» **KUTIPAN TEKS**:

Thursday 23 June 2011

SAPI DAN MANUSIA

Belum berbilang bulan, Australia menghentikan ekspor sapi ke Indonesia, karena mengetahui (melalui rekaman video) sapi-sapi itu disembelih dengan cara yang tidak wajar, dengan disakiti terlebih dulu. Maka, penghentian ekspor itu adalah sebentuk protes terhadap para penjagal yang tidak ’berperikehewanan’. Protes kepada Indonesia. Ini soal sapi.

Dan ini soal manusia, dari kelompok yang sering disebut-sebut, juga oleh pejabat, sebagai pahlawan devisa. Ialah Ruyati, pekerja migran asal Bekasi, dihukum pancung di Arab Saudi, Sabtu (18/6) lalu, setelah pengadilan setempat memvonisnya sebagai pelaku pembunuhan atas majikannya. Jika faktanya Ruyati (almarhumah) memang membunuh, apakah motivasinya? Jangan-jangan justru sesungguhnya ia sekadar membela diri? Itu pertanyaan-pertanyaan yang pasti akan menggoda kita. Parahnya, Pemerintah Arab Saudi tidak mengkomunikasikannya dengan Pemerintah Indonesia, melalui Kedubes setempat misalnya, sehingga seperti dilansir detik.com, BNP2TKI merasa kecolongan dan Kemenlu RI pun melayangkan protes atas kejadian ini.

» **BARIS TERSIMPAN**:

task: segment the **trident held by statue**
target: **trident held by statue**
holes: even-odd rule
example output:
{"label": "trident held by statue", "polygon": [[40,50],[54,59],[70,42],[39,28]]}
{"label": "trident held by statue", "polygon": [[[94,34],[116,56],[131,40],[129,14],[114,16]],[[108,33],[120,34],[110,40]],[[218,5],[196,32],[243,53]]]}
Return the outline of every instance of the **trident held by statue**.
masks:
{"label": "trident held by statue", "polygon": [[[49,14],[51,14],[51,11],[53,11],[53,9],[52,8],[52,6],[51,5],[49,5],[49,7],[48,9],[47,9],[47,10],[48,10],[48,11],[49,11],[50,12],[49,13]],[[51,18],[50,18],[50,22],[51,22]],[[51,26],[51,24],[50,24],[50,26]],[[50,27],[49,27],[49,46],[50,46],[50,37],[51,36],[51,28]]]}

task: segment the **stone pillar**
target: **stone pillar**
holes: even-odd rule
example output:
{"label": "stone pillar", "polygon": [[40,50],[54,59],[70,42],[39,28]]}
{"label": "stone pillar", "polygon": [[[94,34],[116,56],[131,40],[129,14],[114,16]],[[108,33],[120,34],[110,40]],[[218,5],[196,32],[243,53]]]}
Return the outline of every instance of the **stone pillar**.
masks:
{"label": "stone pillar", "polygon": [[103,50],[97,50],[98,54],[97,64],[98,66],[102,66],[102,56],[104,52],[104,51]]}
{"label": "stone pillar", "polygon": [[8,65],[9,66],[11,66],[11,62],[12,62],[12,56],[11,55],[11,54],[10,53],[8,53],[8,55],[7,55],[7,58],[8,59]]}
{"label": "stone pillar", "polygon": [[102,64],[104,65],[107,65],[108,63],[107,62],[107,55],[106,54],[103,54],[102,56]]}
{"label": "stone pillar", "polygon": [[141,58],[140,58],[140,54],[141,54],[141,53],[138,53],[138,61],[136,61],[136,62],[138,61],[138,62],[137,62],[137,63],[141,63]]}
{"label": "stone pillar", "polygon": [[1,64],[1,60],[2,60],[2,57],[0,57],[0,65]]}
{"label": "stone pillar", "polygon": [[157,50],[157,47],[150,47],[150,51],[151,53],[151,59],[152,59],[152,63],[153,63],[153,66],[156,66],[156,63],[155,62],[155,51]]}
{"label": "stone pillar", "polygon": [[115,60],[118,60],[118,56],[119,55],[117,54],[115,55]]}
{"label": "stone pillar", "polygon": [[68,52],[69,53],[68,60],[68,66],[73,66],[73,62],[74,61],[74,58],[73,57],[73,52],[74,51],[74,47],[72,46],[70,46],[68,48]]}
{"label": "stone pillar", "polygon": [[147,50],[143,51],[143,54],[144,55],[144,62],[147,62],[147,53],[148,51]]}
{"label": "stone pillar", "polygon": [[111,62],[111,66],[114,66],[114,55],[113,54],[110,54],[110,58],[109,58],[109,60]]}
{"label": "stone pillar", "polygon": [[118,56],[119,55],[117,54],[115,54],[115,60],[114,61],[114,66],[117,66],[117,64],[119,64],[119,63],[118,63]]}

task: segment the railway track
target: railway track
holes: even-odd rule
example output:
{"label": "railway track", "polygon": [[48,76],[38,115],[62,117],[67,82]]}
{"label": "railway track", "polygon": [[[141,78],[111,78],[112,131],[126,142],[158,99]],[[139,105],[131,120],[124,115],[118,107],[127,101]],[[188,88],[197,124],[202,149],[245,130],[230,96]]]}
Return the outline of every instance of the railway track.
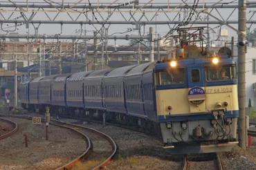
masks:
{"label": "railway track", "polygon": [[[28,120],[32,120],[32,116],[30,115],[2,115],[0,114],[0,116],[1,117],[18,117],[18,118],[24,118]],[[42,120],[44,120],[44,119],[42,117]],[[73,161],[68,162],[68,164],[57,168],[57,170],[66,170],[66,169],[71,169],[73,167],[78,167],[78,168],[88,168],[88,166],[92,169],[98,170],[98,169],[102,169],[105,166],[107,166],[111,161],[111,160],[113,158],[114,155],[116,154],[117,151],[117,145],[116,142],[113,141],[113,140],[110,138],[109,136],[105,135],[103,133],[101,133],[97,130],[87,128],[85,126],[82,126],[77,124],[73,124],[68,122],[65,122],[60,120],[51,120],[50,122],[50,124],[53,124],[55,126],[58,126],[63,128],[66,128],[68,129],[71,129],[73,131],[75,131],[76,133],[78,133],[81,135],[82,135],[86,140],[86,151],[80,155],[77,158],[73,160]],[[86,132],[85,132],[85,131]],[[88,137],[88,135],[90,136],[90,138]],[[96,135],[96,137],[93,137],[93,135]],[[99,136],[102,139],[104,139],[105,140],[108,141],[109,144],[111,146],[111,151],[108,152],[107,154],[100,154],[100,153],[98,153],[97,150],[95,147],[95,140],[99,138]],[[104,146],[102,146],[104,147]],[[100,157],[100,159],[99,158],[97,158],[97,159],[94,159],[93,158],[97,155],[107,155],[107,157]],[[94,161],[94,164],[92,164],[91,162],[90,161]],[[94,165],[95,164],[95,165]]]}
{"label": "railway track", "polygon": [[[205,165],[208,165],[208,169],[217,169],[217,170],[225,170],[225,167],[223,165],[222,161],[219,159],[219,157],[216,153],[208,154],[208,155],[188,155],[183,156],[182,161],[181,170],[189,170],[189,169],[197,169],[194,167],[196,167],[196,164],[199,164],[198,167],[201,167],[203,169],[201,164],[202,162]],[[212,164],[214,164],[212,166]]]}
{"label": "railway track", "polygon": [[0,135],[0,140],[3,140],[4,138],[6,138],[7,137],[9,137],[10,135],[15,133],[17,131],[17,130],[18,129],[18,125],[15,122],[12,122],[11,120],[6,120],[6,119],[4,119],[4,118],[1,118],[1,117],[0,117],[0,121],[7,122],[7,123],[11,124],[14,127],[14,129],[12,131],[9,131],[6,133],[4,133],[1,135]]}

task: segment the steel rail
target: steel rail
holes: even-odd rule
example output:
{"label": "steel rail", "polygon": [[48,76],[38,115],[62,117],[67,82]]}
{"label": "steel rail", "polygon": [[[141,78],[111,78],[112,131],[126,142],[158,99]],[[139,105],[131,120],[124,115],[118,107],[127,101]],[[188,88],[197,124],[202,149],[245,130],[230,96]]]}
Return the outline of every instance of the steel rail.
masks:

» **DAFTAR TUGAS**:
(1) Tuliskan ulang secara persis bagian teks tentang sapi dan manusia, dari "Belum berbilang bulan, Australia" sampai "Ini soal sapi.".
(2) Menurut teks tentang sapi dan manusia, apa yang diketahui Australia sehingga menghentikan ekspor sapi ke Indonesia?
Baris-baris data di atas tidak diperlukan dalam pengerjaan ini.

» **JAWABAN TUGAS**:
(1)
Belum berbilang bulan, Australia menghentikan ekspor sapi ke Indonesia, karena mengetahui (melalui rekaman video) sapi-sapi itu disembelih dengan cara yang tidak wajar, dengan disakiti terlebih dulu. Maka, penghentian ekspor itu adalah sebentuk protes terhadap para penjagal yang tidak ’berperikehewanan’. Protes kepada Indonesia. Ini soal sapi.

(2) Australia mengetahui melalui rekaman video bahwa sapi-sapi itu disembelih dengan cara yang tidak wajar, yaitu disakiti terlebih dulu.